:: DATA EXTRACTS ::

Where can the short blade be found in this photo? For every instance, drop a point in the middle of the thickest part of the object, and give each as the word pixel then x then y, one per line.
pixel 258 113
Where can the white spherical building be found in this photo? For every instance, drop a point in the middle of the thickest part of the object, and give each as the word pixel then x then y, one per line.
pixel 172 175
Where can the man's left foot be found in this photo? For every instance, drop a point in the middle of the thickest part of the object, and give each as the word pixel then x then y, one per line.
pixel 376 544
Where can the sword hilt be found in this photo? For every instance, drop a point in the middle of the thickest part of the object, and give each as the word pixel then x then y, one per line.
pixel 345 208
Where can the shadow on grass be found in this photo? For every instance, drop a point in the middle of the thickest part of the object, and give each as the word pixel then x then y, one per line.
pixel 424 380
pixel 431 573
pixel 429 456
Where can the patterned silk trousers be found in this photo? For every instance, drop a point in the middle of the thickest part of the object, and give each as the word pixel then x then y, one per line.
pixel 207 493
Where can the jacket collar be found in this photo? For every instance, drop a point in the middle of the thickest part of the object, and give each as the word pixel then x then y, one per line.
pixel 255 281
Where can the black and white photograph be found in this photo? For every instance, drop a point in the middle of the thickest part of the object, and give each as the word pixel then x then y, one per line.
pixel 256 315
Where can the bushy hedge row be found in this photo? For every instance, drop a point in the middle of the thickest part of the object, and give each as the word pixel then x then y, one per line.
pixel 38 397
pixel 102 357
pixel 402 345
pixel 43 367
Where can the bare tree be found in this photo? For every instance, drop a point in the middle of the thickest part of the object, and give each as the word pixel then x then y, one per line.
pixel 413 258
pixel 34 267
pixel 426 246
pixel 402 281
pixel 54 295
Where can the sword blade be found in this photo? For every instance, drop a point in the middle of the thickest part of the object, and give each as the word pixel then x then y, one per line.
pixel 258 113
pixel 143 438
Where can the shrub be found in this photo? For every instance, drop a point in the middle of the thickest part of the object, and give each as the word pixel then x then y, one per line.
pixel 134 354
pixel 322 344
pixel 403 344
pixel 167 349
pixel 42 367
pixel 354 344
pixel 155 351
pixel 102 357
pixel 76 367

:::

§ WORK ORDER: Exactly as they stand in the records above, print the lines from the one containing "Where can the jacket" through the final line, inclusive.

§ YOUR SOLUTION:
Where can the jacket collar be found in this photo? For every instance, drop a point in the middle of the thickest part of the object, and give each as the word pixel then x then y, one per line.
pixel 255 281
Where can the black and white photograph be found in this photo? For every instance, drop a point in the middle of the thickest part of the object, and give each as the word pixel then x then y, one per line.
pixel 256 315
Where can the bushy hedge row be found in this photo? For every instance, drop a point in the middle of the thickest part of the object, and give each as the word pixel then x then y, one per line.
pixel 38 397
pixel 102 357
pixel 402 345
pixel 43 367
Where can the bare tree be found in this photo? For every instance, drop a point in the middle of the thickest part of the object, and give each as the word pixel then x then y, one per line.
pixel 413 258
pixel 34 267
pixel 426 246
pixel 402 281
pixel 54 295
Where can the sword blade be found in this photo? For every instance, drop a point in the middle of the thickest part of the object, and give each as the word pixel then x then y, one per line.
pixel 258 113
pixel 143 438
Where can the shrub be found in this photo? For every instance, drop a point in the middle of the thickest part of the object, and give each as the word pixel then x then y, one per line.
pixel 134 354
pixel 322 344
pixel 403 344
pixel 167 349
pixel 42 367
pixel 354 344
pixel 155 351
pixel 102 357
pixel 76 367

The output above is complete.